Short problem: Which of the lines below contain the word "white"? Copy each of those lines out in full.

Material for this exercise:
----------

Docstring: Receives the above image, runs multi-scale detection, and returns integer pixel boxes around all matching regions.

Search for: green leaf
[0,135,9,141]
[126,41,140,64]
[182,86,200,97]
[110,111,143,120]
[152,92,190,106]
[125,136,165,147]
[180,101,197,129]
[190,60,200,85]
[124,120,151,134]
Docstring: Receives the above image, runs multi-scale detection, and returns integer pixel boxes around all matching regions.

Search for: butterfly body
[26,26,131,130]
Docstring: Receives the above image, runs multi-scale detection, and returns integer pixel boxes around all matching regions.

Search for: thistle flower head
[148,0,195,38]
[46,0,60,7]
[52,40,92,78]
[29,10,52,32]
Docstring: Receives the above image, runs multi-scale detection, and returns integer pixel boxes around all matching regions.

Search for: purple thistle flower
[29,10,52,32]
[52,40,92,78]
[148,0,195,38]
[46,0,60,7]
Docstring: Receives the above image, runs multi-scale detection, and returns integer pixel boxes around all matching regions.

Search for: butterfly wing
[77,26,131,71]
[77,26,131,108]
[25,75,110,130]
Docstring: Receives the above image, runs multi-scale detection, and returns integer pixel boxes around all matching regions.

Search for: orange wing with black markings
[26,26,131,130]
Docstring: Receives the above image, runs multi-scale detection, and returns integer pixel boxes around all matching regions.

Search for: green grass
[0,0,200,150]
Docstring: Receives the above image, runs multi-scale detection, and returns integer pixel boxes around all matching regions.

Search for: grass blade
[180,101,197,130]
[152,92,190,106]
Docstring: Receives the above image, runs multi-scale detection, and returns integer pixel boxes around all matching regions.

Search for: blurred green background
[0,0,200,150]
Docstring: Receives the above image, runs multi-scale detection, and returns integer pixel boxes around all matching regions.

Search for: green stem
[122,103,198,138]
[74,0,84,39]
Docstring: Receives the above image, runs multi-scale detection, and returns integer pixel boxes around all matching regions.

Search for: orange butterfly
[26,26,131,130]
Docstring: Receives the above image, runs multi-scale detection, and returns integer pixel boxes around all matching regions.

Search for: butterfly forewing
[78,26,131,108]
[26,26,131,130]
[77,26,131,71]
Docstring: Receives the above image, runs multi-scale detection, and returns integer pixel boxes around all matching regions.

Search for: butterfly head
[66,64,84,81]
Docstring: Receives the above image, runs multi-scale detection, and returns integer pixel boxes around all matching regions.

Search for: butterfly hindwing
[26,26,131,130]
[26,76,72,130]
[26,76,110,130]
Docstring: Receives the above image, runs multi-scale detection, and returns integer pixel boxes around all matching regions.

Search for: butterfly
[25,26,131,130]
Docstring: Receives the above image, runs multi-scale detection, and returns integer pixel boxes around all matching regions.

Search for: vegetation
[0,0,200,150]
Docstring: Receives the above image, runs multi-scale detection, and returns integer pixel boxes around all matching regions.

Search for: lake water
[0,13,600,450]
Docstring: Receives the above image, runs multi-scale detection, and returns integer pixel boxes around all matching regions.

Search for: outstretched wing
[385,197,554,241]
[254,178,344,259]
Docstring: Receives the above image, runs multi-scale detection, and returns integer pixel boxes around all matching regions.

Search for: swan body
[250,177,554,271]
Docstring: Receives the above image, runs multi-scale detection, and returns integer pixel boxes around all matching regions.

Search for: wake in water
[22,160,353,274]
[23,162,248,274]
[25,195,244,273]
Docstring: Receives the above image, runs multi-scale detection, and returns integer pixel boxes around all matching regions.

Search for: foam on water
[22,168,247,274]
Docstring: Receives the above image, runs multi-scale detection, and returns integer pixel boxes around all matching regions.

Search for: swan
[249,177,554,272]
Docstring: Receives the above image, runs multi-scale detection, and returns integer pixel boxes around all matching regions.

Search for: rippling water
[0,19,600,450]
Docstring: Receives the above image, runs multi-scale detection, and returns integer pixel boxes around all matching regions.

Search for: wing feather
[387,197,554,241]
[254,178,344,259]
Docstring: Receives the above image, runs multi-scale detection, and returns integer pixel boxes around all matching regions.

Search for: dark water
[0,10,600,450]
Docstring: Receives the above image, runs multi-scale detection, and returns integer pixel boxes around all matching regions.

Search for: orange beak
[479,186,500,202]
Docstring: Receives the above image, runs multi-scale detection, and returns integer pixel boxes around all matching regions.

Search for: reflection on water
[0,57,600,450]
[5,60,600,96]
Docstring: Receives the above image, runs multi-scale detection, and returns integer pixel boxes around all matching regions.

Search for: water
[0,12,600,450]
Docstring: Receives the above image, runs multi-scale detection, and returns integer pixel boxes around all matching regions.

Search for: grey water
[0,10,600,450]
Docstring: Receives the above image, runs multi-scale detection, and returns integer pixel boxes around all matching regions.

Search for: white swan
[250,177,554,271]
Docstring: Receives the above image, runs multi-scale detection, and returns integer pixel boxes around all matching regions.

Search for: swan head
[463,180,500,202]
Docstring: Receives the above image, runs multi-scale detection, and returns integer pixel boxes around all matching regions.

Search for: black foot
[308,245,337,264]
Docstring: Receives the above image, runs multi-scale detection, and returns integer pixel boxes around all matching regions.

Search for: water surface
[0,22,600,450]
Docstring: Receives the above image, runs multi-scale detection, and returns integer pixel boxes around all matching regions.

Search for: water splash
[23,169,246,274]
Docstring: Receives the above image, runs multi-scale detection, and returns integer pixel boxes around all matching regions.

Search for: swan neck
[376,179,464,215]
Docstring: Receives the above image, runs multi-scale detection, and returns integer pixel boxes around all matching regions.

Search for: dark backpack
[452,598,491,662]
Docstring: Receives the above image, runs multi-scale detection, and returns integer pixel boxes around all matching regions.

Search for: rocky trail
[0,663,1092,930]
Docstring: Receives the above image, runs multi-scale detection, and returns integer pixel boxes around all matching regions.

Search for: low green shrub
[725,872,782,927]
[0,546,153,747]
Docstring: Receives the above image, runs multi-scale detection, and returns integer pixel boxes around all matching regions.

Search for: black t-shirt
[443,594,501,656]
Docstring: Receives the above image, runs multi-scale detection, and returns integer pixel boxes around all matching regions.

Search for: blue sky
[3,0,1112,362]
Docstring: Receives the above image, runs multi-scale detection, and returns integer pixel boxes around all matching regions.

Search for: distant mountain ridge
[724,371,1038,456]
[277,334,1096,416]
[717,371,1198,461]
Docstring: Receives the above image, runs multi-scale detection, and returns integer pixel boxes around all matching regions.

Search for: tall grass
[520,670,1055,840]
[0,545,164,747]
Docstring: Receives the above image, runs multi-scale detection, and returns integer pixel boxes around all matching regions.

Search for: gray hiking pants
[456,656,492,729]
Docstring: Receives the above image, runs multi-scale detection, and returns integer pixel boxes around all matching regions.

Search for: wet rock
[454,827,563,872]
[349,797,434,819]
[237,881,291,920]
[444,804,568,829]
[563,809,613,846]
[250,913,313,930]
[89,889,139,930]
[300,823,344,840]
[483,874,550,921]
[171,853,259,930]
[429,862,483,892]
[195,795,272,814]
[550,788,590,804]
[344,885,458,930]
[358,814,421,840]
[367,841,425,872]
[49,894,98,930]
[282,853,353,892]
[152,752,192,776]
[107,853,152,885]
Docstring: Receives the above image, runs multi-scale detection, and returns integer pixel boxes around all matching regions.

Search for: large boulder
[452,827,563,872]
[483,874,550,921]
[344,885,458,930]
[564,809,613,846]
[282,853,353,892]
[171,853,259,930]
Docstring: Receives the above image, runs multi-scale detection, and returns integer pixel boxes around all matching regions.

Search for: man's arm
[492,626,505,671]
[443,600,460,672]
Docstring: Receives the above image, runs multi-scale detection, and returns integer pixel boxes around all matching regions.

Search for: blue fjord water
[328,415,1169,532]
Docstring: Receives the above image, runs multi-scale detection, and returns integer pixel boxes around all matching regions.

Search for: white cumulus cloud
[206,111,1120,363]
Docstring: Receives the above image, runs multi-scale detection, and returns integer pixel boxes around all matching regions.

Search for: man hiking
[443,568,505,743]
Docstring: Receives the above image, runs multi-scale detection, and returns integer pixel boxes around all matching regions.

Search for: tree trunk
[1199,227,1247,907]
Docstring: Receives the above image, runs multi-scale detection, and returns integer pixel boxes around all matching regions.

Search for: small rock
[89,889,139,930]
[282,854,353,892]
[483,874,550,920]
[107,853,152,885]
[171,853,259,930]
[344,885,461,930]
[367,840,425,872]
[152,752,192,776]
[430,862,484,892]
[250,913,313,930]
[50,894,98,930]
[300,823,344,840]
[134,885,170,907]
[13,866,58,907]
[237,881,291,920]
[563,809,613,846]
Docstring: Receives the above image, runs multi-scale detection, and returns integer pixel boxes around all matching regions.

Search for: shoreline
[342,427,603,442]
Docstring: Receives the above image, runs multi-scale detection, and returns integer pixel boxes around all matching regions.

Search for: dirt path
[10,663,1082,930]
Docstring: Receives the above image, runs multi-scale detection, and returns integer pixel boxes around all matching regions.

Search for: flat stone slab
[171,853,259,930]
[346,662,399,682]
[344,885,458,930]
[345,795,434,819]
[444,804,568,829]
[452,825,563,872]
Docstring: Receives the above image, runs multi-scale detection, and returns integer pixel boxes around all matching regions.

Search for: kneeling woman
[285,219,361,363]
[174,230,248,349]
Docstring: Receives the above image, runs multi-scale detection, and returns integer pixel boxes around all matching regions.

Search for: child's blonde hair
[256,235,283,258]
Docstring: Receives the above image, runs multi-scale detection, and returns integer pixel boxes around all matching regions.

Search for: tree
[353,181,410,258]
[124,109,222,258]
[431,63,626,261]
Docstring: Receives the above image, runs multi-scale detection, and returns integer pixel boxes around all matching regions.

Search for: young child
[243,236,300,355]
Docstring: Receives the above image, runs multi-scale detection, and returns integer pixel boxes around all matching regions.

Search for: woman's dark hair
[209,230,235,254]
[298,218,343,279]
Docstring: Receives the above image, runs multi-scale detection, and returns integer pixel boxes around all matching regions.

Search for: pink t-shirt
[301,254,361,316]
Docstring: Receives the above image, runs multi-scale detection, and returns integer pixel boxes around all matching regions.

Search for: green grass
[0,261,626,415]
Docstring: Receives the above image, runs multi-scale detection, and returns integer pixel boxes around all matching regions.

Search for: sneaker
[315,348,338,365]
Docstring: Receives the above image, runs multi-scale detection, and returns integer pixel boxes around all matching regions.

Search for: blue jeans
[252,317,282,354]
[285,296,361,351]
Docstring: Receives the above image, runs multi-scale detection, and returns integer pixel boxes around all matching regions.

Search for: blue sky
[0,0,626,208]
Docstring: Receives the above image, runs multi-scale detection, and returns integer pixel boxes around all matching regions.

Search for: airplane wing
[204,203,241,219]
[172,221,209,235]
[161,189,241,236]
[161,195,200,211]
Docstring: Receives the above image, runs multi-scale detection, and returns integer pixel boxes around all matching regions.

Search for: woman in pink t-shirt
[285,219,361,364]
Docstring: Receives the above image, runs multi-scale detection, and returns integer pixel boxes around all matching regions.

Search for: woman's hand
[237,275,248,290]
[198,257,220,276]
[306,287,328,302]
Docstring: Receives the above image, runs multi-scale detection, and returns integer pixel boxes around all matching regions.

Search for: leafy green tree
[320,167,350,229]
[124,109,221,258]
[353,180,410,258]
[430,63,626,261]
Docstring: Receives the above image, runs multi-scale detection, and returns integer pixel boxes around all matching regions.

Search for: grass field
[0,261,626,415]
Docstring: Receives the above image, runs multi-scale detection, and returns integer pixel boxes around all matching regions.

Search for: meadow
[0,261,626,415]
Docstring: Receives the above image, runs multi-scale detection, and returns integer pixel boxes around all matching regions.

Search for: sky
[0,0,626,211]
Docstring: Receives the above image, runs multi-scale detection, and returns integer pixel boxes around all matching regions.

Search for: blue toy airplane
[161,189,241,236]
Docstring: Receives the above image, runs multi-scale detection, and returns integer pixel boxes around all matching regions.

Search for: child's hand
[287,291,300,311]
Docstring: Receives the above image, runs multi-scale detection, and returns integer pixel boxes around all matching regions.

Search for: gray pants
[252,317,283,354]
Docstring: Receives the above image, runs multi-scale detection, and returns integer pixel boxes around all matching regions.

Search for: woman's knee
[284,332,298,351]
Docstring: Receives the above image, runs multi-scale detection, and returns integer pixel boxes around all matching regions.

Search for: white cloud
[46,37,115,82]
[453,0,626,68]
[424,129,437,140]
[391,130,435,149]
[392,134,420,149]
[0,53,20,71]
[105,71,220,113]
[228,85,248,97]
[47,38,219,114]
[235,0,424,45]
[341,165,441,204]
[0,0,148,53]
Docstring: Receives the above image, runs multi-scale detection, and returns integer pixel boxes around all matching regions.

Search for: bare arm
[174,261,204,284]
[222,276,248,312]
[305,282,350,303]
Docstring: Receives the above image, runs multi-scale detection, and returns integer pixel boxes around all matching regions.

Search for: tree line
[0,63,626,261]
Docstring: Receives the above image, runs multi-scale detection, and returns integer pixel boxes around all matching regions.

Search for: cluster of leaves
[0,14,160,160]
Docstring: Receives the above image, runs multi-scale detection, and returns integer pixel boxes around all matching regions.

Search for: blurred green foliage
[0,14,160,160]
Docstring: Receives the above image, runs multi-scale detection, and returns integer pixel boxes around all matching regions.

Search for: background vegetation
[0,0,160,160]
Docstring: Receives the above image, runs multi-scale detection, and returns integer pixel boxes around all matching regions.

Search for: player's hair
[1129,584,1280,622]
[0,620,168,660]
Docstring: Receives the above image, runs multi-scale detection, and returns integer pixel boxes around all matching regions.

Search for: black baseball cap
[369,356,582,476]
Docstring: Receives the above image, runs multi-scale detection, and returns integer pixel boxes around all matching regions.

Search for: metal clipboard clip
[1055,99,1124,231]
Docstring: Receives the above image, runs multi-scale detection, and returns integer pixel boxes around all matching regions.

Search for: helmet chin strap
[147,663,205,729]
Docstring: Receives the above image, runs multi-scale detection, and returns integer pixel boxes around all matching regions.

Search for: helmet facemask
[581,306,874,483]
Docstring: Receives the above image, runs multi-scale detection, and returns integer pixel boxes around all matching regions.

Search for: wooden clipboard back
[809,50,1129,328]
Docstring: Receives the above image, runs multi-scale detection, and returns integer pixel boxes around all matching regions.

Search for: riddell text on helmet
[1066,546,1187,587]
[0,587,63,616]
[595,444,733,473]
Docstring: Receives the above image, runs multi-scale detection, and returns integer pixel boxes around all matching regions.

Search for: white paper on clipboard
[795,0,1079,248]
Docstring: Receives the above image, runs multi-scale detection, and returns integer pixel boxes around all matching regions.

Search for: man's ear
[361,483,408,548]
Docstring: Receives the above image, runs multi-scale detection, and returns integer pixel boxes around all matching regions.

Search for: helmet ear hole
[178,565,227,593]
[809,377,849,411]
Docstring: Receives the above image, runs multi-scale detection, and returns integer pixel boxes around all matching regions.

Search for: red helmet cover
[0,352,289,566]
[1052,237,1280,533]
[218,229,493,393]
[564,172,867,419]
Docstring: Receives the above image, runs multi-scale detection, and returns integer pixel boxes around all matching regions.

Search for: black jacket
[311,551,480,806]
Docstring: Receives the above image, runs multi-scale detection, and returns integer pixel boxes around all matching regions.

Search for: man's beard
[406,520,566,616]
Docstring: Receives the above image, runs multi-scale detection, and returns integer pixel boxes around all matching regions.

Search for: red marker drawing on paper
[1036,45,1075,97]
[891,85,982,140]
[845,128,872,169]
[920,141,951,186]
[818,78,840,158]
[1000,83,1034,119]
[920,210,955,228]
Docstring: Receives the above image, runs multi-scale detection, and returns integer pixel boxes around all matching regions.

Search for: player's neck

----------

Finished task:
Search for: white swan
Search for: white cumulus cloud
Search for: white cloud
Search for: white paper on clipboard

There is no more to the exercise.